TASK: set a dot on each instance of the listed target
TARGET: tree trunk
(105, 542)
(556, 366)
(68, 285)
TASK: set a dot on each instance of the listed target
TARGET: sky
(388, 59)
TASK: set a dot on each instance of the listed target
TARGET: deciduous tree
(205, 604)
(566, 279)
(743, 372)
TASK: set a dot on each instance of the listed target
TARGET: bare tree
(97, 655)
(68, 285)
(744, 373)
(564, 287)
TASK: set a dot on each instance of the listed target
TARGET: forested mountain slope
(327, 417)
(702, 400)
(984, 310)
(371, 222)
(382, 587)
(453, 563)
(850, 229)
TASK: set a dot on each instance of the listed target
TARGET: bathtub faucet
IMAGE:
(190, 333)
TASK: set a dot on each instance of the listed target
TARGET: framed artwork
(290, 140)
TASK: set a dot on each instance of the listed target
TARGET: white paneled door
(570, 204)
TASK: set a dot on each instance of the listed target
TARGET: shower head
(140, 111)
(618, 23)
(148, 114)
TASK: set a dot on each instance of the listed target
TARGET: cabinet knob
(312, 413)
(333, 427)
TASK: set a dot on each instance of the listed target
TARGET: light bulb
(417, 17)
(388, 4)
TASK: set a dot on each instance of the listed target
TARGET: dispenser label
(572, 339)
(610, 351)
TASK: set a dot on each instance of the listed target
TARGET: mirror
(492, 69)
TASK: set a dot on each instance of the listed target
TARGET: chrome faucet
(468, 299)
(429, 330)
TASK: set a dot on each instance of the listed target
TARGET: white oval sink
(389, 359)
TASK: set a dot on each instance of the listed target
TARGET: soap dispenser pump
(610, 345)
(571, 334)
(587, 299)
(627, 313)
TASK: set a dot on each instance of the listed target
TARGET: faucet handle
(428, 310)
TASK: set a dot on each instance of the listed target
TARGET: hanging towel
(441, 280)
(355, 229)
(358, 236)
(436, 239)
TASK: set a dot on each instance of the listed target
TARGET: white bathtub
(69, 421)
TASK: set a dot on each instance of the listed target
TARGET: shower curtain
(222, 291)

________________________

All of the data must be returned exactly.

* **Problem solution**
TASK: set a dot on each instance of the listed target
TARGET: tree trunk
(105, 542)
(556, 366)
(68, 285)
TASK: set a dot on each instance of the listed target
TARGET: sky
(388, 59)
TASK: set a dot on each instance of the listed target
TARGET: deciduous tree
(205, 604)
(566, 279)
(743, 372)
TASK: set a dot on each instance of the listed target
TARGET: bare tree
(97, 655)
(68, 285)
(744, 373)
(564, 287)
TASK: set a dot on each instance of the listed target
TARGET: forested mountain slope
(327, 417)
(702, 400)
(984, 310)
(371, 222)
(382, 587)
(453, 563)
(850, 229)
TASK: set a dot on each instance of the listed target
TARGET: bathtub faucet
IMAGE:
(190, 333)
TASK: set a dot on each instance of the listed target
TARGET: framed artwork
(290, 140)
TASK: set a dot on each instance of the listed target
TARGET: white paneled door
(570, 204)
TASK: set a dot on each instance of the listed target
TARGET: shower head
(140, 111)
(618, 23)
(148, 114)
TASK: set a dot on each instance of the listed target
TARGET: cabinet knob
(312, 413)
(333, 427)
TASK: set a dot on each instance of the listed target
TARGET: light bulb
(417, 17)
(388, 4)
TASK: set a dot on each instance of the listed target
TARGET: dispenser label
(572, 339)
(610, 351)
TASK: set a dot on each instance of the listed target
TARGET: mirror
(492, 69)
TASK: set a dot on each instance of the listed target
TARGET: chrome faucet
(468, 299)
(429, 330)
TASK: set a dot on each instance of the listed target
TARGET: white oval sink
(389, 359)
TASK: set a dot on each instance of the listed target
TARGET: soap dispenser pump
(610, 345)
(571, 334)
(587, 299)
(627, 313)
TASK: set a dot on each instance of the listed target
TARGET: faucet handle
(428, 310)
TASK: set a dot on each instance of the listed target
TARGET: hanging towel
(441, 280)
(355, 229)
(358, 236)
(436, 239)
TASK: set a dot on each instance of the listed target
TARGET: white bathtub
(69, 421)
TASK: set a dot on each instance of the listed target
TARGET: shower curtain
(222, 291)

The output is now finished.